→ STATED PROBLEM: Please reproduce every entry below verbatim, keeping each line in its original order.

— START RECORDS TO USE —

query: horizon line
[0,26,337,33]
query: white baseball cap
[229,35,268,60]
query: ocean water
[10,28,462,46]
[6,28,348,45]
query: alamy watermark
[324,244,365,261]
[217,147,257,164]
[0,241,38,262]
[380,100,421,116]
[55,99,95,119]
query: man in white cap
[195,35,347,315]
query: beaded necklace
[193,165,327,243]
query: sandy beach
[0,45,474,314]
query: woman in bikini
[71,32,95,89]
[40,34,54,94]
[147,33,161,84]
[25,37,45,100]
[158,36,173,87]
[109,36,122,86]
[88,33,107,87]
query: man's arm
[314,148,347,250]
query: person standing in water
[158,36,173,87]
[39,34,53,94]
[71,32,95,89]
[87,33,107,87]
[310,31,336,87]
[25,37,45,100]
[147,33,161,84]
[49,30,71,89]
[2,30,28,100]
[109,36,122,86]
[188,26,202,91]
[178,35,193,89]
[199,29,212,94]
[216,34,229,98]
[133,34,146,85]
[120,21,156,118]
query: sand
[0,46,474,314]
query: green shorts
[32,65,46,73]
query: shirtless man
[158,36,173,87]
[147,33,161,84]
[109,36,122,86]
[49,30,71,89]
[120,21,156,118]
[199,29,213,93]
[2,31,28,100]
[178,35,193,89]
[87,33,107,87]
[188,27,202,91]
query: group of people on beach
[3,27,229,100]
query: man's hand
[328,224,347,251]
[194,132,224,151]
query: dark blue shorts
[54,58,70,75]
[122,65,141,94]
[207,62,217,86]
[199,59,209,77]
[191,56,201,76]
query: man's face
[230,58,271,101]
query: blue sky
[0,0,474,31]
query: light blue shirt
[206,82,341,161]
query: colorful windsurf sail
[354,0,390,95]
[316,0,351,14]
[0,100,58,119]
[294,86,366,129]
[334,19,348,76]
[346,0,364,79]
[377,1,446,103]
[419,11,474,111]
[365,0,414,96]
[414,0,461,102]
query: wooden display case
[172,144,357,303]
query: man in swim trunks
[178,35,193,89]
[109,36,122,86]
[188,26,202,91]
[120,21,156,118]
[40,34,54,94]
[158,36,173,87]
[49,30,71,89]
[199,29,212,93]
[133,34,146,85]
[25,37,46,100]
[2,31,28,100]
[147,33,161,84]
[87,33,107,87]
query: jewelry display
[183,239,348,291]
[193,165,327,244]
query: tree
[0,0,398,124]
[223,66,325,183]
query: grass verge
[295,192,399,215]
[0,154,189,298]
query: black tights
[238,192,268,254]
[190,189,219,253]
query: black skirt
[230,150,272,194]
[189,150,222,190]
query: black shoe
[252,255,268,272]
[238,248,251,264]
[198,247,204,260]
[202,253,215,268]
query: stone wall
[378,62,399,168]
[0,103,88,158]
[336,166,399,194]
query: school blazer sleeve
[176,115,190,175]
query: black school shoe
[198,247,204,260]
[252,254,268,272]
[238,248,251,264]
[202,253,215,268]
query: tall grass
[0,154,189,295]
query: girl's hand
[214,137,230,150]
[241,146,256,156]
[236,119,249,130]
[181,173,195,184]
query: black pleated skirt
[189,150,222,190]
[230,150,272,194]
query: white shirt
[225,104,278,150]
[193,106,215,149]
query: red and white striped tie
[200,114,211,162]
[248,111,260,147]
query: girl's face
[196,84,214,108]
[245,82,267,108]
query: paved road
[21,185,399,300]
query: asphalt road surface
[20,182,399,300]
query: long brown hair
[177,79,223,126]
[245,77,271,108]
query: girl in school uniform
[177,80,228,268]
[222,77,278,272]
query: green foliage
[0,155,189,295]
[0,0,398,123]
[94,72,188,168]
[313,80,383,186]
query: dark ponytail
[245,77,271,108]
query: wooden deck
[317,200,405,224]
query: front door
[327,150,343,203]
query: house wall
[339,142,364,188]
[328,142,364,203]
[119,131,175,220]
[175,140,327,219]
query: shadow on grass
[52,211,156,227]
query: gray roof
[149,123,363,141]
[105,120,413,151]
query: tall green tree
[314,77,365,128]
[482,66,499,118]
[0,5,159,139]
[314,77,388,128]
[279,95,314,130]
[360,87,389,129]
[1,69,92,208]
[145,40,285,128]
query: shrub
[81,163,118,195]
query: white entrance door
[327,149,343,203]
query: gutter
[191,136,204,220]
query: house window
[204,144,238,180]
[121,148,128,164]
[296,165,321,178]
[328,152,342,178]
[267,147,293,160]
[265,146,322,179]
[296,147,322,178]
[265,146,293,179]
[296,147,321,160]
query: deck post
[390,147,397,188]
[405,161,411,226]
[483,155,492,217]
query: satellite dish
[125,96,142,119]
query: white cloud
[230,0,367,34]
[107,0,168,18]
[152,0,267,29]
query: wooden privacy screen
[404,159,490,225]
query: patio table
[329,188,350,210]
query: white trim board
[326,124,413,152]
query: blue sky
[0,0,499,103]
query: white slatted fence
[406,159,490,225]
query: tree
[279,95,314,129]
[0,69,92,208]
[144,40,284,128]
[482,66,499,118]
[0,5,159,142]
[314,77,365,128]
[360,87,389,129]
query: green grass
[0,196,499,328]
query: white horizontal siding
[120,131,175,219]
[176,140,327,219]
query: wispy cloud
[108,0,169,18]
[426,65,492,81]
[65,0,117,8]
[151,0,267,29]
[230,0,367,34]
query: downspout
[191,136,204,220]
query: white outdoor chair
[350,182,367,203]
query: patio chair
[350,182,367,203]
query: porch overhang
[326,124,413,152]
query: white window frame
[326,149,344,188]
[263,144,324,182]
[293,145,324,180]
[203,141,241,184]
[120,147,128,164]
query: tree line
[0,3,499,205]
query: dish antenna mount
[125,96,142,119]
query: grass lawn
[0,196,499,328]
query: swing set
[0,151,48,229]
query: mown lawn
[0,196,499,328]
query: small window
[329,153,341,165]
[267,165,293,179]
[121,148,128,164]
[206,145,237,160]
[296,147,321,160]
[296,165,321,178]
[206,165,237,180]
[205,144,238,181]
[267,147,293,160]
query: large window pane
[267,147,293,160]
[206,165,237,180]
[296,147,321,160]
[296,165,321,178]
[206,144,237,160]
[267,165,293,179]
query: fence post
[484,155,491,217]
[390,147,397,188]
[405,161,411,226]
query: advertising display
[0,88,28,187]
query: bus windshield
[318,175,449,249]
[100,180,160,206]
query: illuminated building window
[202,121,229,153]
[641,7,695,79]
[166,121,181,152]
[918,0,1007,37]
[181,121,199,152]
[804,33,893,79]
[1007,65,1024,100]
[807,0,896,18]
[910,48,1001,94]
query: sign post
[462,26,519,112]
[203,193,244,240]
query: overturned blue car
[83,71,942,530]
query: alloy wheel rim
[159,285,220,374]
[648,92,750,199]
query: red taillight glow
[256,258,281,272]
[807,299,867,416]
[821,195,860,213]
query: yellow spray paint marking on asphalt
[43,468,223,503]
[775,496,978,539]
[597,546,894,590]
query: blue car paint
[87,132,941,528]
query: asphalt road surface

— END RECORDS TO USE —

→ WRITTEN ANSWER:
query: horizon line
[0,26,337,33]
query: white baseball cap
[229,35,268,60]
query: ocean water
[10,28,462,46]
[6,28,348,45]
query: alamy watermark
[324,244,365,261]
[217,147,257,164]
[0,241,38,262]
[380,100,421,116]
[55,99,95,119]
query: man in white cap
[195,35,347,315]
query: beaded necklace
[193,165,327,243]
query: sandy beach
[0,45,474,314]
query: woman in bikini
[71,32,95,89]
[40,34,54,94]
[147,33,161,84]
[25,37,45,100]
[158,36,173,87]
[109,36,122,86]
[88,33,107,87]
query: man's arm
[314,148,347,250]
query: person standing in water
[158,36,173,87]
[39,34,53,94]
[71,32,95,89]
[87,33,107,87]
[310,31,336,87]
[25,37,45,100]
[147,33,161,84]
[49,30,71,89]
[2,30,28,100]
[109,36,122,86]
[188,26,202,91]
[178,35,193,89]
[199,29,212,94]
[216,34,229,98]
[133,34,146,85]
[120,21,156,118]
query: sand
[0,46,474,314]
query: green shorts
[32,65,46,73]
query: shirtless man
[158,36,173,87]
[147,33,161,84]
[109,36,122,86]
[49,30,71,89]
[120,21,156,118]
[199,29,213,93]
[2,31,28,100]
[178,35,193,89]
[87,33,107,87]
[188,27,202,91]
query: group of people on beach
[3,27,229,100]
query: man's hand
[328,224,347,251]
[194,132,224,151]
query: dark blue shorts
[54,58,70,75]
[122,65,141,94]
[207,62,217,86]
[199,59,209,77]
[191,56,201,76]
query: man's face
[230,58,271,101]
query: blue sky
[0,0,474,31]
query: light blue shirt
[206,82,341,161]
query: colorful windsurf sail
[354,0,390,95]
[316,0,351,14]
[0,100,58,119]
[294,86,366,129]
[334,19,348,76]
[346,0,364,79]
[377,1,446,103]
[419,11,474,111]
[365,0,414,96]
[414,0,461,102]
query: wooden display case
[172,144,357,303]
query: man in swim trunks
[178,35,193,89]
[109,36,122,86]
[188,26,202,91]
[120,21,156,118]
[40,34,54,94]
[158,36,173,87]
[49,30,71,89]
[199,29,212,93]
[133,34,146,85]
[25,37,46,100]
[2,31,28,100]
[147,33,161,84]
[87,33,107,87]
query: jewelry display
[183,239,348,291]
[193,165,327,244]
query: tree
[0,0,398,124]
[223,66,325,183]
query: grass verge
[295,192,399,215]
[0,154,189,298]
query: black tights
[238,192,268,254]
[190,189,219,253]
query: black skirt
[230,150,272,194]
[189,150,222,190]
query: black shoe
[252,255,268,272]
[238,248,251,264]
[198,247,204,260]
[202,253,215,268]
query: stone wall
[378,62,399,168]
[0,103,88,158]
[336,166,399,194]
query: school blazer sleeve
[176,115,190,175]
query: black school shoe
[198,247,204,260]
[252,254,268,272]
[238,248,251,264]
[202,253,215,268]
query: tall grass
[0,154,189,295]
query: girl's hand
[214,137,230,150]
[241,146,256,156]
[236,119,249,130]
[181,173,195,184]
query: black pleated skirt
[189,150,222,190]
[230,150,272,194]
query: white shirt
[225,104,278,150]
[193,106,215,149]
query: red and white striped tie
[200,114,211,162]
[248,111,260,147]
query: girl's face
[196,84,214,108]
[245,82,267,108]
query: paved road
[21,185,399,300]
query: asphalt road surface
[20,182,399,300]
query: long brown hair
[177,79,223,126]
[245,77,271,108]
query: girl in school uniform
[177,80,228,268]
[222,77,278,272]
query: green foliage
[0,155,189,295]
[0,0,398,123]
[94,72,188,168]
[313,80,383,186]
query: dark ponytail
[245,77,271,108]
query: wooden deck
[317,200,405,224]
query: front door
[327,150,343,203]
query: house wall
[339,142,364,188]
[328,142,364,203]
[119,131,175,220]
[175,140,327,219]
query: shadow on grass
[52,211,156,227]
query: gray roof
[149,123,363,141]
[105,120,413,151]
query: tall green tree
[314,77,365,128]
[482,66,499,118]
[0,5,159,139]
[314,77,388,128]
[279,95,314,130]
[360,87,389,129]
[1,69,92,208]
[145,40,285,128]
query: shrub
[81,163,118,195]
query: white entrance door
[327,149,343,203]
query: gutter
[191,136,204,220]
query: house window
[204,144,238,180]
[121,148,128,164]
[296,165,321,178]
[328,152,342,178]
[267,147,293,160]
[265,146,322,179]
[296,147,322,178]
[265,146,293,179]
[296,147,321,160]
query: deck post
[390,147,397,188]
[405,161,411,226]
[483,155,492,217]
query: satellite dish
[125,96,142,119]
query: white cloud
[230,0,367,34]
[107,0,168,18]
[152,0,267,29]
query: wooden privacy screen
[404,159,490,225]
query: patio table
[329,188,350,210]
query: white trim board
[326,124,413,152]
query: blue sky
[0,0,499,103]
query: white slatted fence
[406,159,490,225]
query: tree
[279,95,314,129]
[0,69,92,208]
[144,40,284,128]
[482,66,499,118]
[0,5,159,142]
[314,77,365,128]
[360,87,389,129]
query: green grass
[0,196,499,328]
query: white horizontal siding
[120,131,175,219]
[176,140,327,219]
query: wispy cloud
[108,0,169,18]
[426,65,492,81]
[65,0,117,8]
[151,0,267,29]
[230,0,367,34]
query: downspout
[191,136,204,220]
query: white outdoor chair
[350,182,367,203]
query: patio chair
[350,182,367,203]
query: porch overhang
[326,124,413,152]
query: white window frame
[326,149,344,188]
[263,144,324,182]
[293,145,324,180]
[203,141,241,184]
[120,147,128,164]
query: tree line
[0,3,499,205]
query: dish antenna mount
[125,96,142,119]
query: grass lawn
[0,196,499,328]
query: swing set
[0,151,48,229]
query: mown lawn
[0,196,499,328]
query: small window
[329,153,341,165]
[267,165,293,179]
[121,148,128,164]
[206,145,237,160]
[296,147,321,160]
[296,165,321,178]
[206,165,237,180]
[205,144,238,181]
[267,147,293,160]
query: large window pane
[267,147,293,160]
[206,165,237,180]
[296,147,321,160]
[296,165,321,178]
[206,144,237,160]
[267,165,293,179]
query: fence post
[484,155,491,217]
[390,147,397,188]
[405,161,411,226]
query: advertising display
[0,88,28,187]
query: bus windshield
[318,175,449,249]
[100,180,160,206]
query: illuminated building window
[202,121,229,153]
[641,7,695,79]
[166,121,181,152]
[918,0,1007,37]
[181,121,199,152]
[804,33,893,79]
[1007,65,1024,100]
[807,0,896,18]
[910,48,1001,94]
query: sign post
[462,26,519,112]
[203,193,244,240]
query: overturned blue car
[83,71,942,530]
query: alloy wheel rim
[159,285,220,374]
[648,92,750,199]
query: red taillight glow
[256,258,281,272]
[807,299,867,416]
[821,195,860,213]
query: yellow spray paint marking on asphalt
[43,468,223,503]
[775,496,978,539]
[597,546,894,590]
query: blue car paint
[87,132,941,528]
query: asphalt road surface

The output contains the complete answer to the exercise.